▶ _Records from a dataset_
────────────────────────────────────────
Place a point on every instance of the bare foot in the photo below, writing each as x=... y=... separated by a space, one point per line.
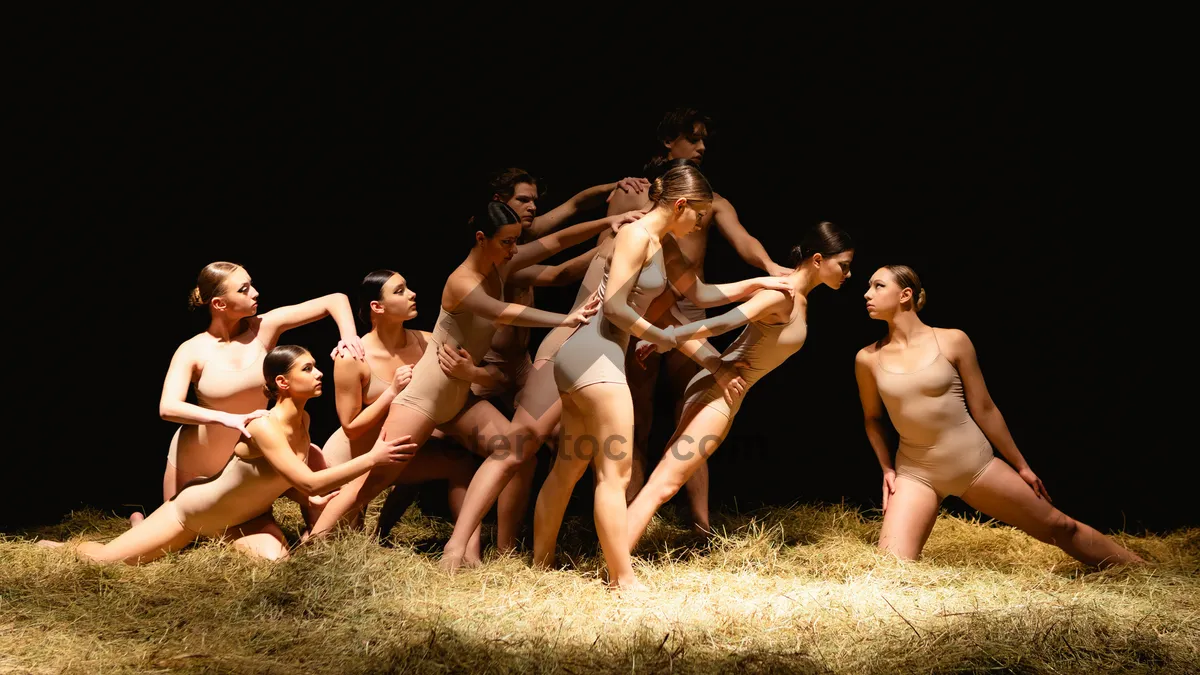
x=631 y=586
x=451 y=560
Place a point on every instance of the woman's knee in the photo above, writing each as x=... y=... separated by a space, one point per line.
x=1059 y=529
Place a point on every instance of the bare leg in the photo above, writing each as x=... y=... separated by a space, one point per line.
x=355 y=495
x=611 y=420
x=485 y=431
x=700 y=434
x=261 y=537
x=538 y=413
x=679 y=370
x=574 y=457
x=641 y=389
x=1002 y=494
x=912 y=511
x=156 y=536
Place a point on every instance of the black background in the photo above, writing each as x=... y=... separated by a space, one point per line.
x=315 y=147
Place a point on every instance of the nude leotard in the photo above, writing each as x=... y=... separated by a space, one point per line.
x=940 y=443
x=340 y=448
x=237 y=392
x=595 y=352
x=763 y=347
x=244 y=489
x=509 y=352
x=432 y=392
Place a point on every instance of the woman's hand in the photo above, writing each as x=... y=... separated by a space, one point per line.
x=456 y=363
x=1035 y=483
x=351 y=347
x=889 y=485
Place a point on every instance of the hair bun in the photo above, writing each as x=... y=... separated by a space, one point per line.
x=193 y=298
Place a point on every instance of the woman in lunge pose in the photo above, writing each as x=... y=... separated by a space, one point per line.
x=472 y=308
x=226 y=365
x=589 y=368
x=276 y=459
x=929 y=382
x=775 y=328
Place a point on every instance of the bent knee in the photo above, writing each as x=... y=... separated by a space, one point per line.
x=1059 y=529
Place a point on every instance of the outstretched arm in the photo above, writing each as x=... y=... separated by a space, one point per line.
x=336 y=305
x=541 y=249
x=473 y=298
x=173 y=404
x=274 y=444
x=555 y=275
x=629 y=255
x=348 y=396
x=873 y=410
x=592 y=197
x=683 y=276
x=749 y=248
x=757 y=308
x=979 y=402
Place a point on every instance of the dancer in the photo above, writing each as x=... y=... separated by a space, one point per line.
x=589 y=369
x=683 y=135
x=276 y=459
x=507 y=366
x=364 y=395
x=929 y=382
x=778 y=326
x=225 y=364
x=435 y=398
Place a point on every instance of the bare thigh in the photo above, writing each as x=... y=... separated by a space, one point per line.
x=912 y=511
x=261 y=537
x=1002 y=494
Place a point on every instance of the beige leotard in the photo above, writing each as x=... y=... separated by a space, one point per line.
x=244 y=489
x=239 y=392
x=595 y=352
x=940 y=443
x=433 y=393
x=763 y=347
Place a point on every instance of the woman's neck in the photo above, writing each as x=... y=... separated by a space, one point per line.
x=655 y=222
x=904 y=326
x=288 y=411
x=223 y=328
x=804 y=279
x=478 y=262
x=391 y=335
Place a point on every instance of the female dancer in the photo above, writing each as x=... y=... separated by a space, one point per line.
────────────────────────────────────────
With the images removed, give back every entry exactly as shown.

▶ _Finished task_
Place a point on every instance of the bare foot in the photo below, writing each as x=... y=... separated by a space, one point per line.
x=631 y=586
x=451 y=560
Place a point on every instance of the woman's knee in the photo above, writing each as x=... y=... separated by a space, one point per line.
x=1059 y=529
Place a point on every instance of the bare leg in the photo above, writing each as x=... y=... separated by a space, one point per line.
x=355 y=495
x=611 y=420
x=485 y=431
x=700 y=434
x=261 y=537
x=538 y=413
x=679 y=370
x=574 y=457
x=641 y=389
x=1002 y=494
x=912 y=511
x=156 y=536
Place a point on every instance of the black background in the photo above, writing each as x=... y=... separated by a space, one point per line.
x=315 y=147
Place a point on every instance of the nude leotard in the photo above, writing each as x=... y=... separated by a space, one point per line.
x=940 y=443
x=340 y=448
x=237 y=392
x=595 y=352
x=763 y=347
x=244 y=489
x=509 y=352
x=432 y=392
Place a point on every instance of the woman's hand in the photo above, writing each as x=... y=... separated by a space, one point per line.
x=456 y=363
x=1035 y=483
x=351 y=347
x=889 y=485
Place a point on every instance of the hair bun in the photo above, writing each as x=... y=... separated by a space, one point per line.
x=193 y=298
Place a point on every instance of the woman in lunge pose in the photo above, writing each as x=... y=... separated by a space, one point per line.
x=472 y=308
x=226 y=365
x=589 y=368
x=276 y=459
x=929 y=382
x=775 y=328
Place a point on every instance of the bent knee in the photo above, writing each as x=... y=... separated by a space, one point per line.
x=1059 y=529
Place a point on every instance of the outstretched arm in the photo above, writing each as x=... y=... separated by a space, one point per line.
x=336 y=305
x=541 y=249
x=473 y=298
x=173 y=404
x=274 y=444
x=555 y=275
x=629 y=255
x=348 y=396
x=873 y=410
x=592 y=197
x=683 y=276
x=749 y=248
x=757 y=308
x=979 y=402
Place a point on every instance of the dancer in the photo above, writing each as x=... y=... separated by a space, one point per line.
x=589 y=369
x=683 y=135
x=276 y=459
x=507 y=366
x=364 y=395
x=929 y=382
x=778 y=326
x=225 y=364
x=435 y=398
Place a point on every instance of the bare thigh in the photo above, writing each as x=... y=... separated by a space, one point per line.
x=912 y=511
x=261 y=537
x=1002 y=494
Place a point on every instance of the beige leotard in the photo above, writing each as x=... y=... separated by a space, one point per line.
x=244 y=489
x=239 y=392
x=595 y=352
x=940 y=443
x=433 y=393
x=763 y=347
Place a point on every instance of the woman's neck in the photo above, writing each as x=... y=... separated by a space, one point per line.
x=655 y=222
x=904 y=326
x=288 y=411
x=223 y=328
x=804 y=279
x=478 y=262
x=391 y=335
Place a point on every instance of the female dancer in the photo above, writing each as x=... y=... separated by a space, one point per line.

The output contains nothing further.